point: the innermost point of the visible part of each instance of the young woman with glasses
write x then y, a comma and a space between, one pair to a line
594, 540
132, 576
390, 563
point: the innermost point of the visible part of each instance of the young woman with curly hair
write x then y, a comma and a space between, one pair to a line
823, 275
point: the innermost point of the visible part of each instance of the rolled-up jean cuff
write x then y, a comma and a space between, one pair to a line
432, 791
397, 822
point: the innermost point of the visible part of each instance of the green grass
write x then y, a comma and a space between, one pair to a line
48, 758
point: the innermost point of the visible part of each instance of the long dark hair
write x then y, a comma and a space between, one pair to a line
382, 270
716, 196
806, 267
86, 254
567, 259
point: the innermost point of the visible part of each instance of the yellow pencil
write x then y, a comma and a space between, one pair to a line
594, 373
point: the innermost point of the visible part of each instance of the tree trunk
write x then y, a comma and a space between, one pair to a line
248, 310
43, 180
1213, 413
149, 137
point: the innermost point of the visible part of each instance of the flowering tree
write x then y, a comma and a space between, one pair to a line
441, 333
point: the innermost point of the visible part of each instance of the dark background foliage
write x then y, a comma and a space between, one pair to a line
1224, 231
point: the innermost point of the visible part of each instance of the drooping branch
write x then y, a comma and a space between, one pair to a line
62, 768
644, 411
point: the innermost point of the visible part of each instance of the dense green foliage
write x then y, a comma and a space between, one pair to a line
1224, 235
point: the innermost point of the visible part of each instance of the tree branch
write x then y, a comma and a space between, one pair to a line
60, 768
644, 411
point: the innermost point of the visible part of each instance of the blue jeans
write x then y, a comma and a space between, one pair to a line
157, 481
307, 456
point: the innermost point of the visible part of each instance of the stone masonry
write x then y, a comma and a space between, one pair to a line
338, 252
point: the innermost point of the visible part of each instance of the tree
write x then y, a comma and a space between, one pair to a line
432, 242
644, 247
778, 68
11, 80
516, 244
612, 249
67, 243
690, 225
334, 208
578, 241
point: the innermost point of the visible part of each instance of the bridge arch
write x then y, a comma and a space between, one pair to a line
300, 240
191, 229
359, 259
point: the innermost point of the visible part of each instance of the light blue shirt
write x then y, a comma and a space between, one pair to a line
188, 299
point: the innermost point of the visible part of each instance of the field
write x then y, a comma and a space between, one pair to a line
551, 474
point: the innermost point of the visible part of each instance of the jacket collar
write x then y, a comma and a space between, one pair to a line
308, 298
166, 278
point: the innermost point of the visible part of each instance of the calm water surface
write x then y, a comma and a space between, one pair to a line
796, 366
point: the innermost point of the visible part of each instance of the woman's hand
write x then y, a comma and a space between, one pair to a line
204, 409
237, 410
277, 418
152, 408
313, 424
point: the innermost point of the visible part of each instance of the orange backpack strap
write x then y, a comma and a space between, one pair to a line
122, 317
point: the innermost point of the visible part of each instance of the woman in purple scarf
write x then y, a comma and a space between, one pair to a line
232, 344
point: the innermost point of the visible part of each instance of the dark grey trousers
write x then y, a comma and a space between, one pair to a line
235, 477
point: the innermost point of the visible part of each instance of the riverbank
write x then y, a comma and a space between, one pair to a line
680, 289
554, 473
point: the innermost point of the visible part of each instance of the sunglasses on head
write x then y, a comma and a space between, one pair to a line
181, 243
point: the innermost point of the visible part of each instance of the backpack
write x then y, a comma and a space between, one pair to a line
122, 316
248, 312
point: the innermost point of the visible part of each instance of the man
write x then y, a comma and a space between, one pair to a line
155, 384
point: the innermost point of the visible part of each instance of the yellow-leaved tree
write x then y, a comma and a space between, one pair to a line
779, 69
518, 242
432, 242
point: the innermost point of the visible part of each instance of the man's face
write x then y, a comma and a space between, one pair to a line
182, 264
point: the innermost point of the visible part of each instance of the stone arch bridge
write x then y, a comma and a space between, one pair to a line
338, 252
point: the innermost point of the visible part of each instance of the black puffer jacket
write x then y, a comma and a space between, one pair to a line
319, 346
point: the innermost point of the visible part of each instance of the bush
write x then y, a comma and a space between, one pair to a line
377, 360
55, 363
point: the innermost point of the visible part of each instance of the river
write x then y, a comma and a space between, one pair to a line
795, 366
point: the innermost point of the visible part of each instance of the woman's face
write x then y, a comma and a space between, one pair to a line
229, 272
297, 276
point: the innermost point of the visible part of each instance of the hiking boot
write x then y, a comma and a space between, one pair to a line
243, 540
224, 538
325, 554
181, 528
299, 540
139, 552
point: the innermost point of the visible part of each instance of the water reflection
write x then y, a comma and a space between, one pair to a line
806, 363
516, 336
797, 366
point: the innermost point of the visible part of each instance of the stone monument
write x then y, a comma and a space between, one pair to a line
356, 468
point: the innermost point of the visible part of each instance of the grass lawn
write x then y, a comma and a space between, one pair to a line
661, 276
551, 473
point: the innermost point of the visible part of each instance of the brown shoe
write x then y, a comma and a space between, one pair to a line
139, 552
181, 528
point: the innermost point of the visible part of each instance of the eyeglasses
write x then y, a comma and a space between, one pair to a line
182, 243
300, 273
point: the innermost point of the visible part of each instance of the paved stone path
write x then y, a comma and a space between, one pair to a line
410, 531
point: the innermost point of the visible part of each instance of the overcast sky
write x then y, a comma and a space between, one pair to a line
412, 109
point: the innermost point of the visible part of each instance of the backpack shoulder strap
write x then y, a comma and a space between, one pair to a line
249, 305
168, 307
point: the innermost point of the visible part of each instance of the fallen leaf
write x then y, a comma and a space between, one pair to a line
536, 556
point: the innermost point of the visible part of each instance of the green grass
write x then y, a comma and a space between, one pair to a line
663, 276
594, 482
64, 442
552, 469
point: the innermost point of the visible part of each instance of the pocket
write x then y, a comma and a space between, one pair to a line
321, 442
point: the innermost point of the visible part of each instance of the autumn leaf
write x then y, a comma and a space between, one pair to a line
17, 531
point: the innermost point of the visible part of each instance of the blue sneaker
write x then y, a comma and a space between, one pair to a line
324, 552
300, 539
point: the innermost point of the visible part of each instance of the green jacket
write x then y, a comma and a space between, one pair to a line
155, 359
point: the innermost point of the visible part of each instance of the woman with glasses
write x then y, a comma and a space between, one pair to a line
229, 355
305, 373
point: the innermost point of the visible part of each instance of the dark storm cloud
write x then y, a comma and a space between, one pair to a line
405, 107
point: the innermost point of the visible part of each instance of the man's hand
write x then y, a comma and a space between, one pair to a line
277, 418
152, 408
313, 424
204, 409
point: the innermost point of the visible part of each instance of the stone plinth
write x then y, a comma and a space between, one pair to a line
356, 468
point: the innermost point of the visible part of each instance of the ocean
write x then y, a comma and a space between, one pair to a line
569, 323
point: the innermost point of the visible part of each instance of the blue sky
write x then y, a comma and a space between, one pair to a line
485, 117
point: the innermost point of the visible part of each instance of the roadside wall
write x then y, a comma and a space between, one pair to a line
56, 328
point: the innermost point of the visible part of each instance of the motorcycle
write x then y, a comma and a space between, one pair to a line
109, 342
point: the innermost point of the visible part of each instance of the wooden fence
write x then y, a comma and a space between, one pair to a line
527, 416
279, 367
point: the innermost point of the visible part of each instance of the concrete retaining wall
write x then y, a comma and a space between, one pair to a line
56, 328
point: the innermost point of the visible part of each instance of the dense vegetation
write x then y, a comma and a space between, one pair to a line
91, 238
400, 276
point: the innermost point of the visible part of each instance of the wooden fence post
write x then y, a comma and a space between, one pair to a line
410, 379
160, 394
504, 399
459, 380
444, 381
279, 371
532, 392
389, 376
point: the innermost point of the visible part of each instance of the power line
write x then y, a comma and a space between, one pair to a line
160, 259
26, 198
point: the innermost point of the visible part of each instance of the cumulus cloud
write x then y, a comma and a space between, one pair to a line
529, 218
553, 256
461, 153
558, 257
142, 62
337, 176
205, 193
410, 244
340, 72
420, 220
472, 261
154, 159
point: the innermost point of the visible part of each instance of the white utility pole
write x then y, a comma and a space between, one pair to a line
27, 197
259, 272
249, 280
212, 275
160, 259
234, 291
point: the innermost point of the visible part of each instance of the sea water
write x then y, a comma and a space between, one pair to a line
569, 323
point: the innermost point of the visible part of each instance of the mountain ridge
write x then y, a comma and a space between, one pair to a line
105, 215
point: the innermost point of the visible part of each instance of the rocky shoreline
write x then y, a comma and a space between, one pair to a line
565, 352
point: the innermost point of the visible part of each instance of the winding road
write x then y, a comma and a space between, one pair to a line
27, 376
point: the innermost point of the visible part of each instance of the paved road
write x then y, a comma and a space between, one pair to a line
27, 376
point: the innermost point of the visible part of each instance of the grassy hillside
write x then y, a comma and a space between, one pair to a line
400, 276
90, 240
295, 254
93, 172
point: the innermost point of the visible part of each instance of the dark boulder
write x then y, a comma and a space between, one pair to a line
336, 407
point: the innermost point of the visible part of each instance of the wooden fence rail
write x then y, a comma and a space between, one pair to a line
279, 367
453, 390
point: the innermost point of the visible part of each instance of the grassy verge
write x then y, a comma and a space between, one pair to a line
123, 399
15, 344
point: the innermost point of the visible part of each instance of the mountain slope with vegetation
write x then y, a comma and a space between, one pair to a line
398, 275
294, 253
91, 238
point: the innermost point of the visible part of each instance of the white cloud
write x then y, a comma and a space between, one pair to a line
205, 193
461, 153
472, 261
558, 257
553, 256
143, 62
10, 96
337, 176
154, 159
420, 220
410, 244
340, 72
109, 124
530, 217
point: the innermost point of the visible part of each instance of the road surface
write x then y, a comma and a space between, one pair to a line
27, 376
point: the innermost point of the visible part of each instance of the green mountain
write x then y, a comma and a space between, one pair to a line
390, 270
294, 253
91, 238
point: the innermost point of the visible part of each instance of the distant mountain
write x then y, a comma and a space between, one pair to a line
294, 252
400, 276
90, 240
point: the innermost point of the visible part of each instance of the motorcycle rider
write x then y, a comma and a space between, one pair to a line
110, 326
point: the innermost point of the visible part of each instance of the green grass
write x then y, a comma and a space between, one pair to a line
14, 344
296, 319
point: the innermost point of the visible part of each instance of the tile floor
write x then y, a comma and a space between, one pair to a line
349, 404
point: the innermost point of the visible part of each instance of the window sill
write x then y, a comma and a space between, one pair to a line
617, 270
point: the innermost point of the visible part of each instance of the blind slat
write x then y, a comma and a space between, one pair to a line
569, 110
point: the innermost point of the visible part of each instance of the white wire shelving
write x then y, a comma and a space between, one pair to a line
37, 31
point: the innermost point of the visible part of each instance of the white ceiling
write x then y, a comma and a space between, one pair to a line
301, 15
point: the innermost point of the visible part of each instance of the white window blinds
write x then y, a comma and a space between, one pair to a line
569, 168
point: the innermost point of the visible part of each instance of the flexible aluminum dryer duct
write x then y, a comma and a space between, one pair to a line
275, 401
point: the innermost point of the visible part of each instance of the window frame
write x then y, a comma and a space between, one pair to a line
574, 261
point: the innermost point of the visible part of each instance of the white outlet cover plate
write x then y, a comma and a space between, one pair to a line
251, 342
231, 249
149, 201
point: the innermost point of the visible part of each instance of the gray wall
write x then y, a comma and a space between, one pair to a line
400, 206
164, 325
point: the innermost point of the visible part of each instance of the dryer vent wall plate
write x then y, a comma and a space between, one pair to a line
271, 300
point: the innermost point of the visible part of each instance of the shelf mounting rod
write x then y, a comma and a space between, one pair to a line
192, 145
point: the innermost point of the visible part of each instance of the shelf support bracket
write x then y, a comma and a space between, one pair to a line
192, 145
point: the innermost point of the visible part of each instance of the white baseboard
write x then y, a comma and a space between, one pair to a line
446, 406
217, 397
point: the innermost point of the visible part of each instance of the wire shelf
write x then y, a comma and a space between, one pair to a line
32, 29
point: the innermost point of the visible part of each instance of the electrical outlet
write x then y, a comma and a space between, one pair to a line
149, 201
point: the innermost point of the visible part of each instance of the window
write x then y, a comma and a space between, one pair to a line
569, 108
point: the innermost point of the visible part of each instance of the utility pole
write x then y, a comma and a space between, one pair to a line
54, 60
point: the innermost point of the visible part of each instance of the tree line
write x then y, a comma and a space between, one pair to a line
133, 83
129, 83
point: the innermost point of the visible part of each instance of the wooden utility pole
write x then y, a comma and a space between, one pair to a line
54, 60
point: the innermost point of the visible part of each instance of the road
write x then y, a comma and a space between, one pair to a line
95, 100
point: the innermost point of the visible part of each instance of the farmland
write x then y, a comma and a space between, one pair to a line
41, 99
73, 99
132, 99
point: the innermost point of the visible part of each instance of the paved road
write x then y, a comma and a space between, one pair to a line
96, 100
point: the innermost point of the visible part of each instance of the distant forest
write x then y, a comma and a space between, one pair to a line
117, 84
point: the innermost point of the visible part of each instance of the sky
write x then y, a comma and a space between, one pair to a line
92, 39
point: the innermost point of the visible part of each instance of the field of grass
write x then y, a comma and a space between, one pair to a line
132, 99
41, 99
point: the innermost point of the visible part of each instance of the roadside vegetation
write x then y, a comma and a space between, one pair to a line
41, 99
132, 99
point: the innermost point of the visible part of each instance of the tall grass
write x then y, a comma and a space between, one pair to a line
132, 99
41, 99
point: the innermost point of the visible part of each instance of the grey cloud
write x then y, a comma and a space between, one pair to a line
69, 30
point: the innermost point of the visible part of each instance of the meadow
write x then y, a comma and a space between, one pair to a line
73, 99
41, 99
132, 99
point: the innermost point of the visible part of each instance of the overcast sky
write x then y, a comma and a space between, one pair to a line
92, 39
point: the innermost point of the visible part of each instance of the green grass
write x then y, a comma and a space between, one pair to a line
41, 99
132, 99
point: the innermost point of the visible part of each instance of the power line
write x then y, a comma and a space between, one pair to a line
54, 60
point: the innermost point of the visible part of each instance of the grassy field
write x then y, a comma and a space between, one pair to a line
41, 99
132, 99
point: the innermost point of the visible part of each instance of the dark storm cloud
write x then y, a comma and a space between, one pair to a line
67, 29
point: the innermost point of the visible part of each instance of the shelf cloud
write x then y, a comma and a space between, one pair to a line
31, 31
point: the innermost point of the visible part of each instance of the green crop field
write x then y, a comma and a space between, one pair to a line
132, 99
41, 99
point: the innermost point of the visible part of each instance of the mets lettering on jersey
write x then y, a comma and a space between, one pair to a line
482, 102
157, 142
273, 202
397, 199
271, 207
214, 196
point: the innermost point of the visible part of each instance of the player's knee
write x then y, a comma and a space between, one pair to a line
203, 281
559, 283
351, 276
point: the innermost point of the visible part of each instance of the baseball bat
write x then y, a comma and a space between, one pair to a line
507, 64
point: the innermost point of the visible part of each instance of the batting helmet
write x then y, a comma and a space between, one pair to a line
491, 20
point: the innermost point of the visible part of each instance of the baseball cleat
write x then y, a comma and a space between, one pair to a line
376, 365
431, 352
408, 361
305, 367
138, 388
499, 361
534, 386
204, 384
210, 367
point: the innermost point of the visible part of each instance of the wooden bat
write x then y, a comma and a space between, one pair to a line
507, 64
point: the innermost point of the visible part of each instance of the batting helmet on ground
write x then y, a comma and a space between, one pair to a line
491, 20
====
Repeat exactly the lines of the listing from its first line through the line that holds "long dark hair". Nothing else should appear.

ANSWER SECTION:
point: the innermost point of the visible part of each instance of the young woman with glasses
write x then y, a comma and a space between, one pair to a line
594, 540
132, 576
390, 563
point: the innermost point of the visible part of each instance of the young woman with curly hair
write x then y, a comma and a space between, one pair to a line
823, 275
point: the innermost point of the visible part of each instance of the rolled-up jean cuff
write x then y, a comma and a space between, one pair to a line
432, 791
397, 822
point: the innermost point of the visible part of each instance of the green grass
write x then y, a comma and a space between, one pair to a line
48, 758
point: the innermost point of the visible part of each instance of the long dark hair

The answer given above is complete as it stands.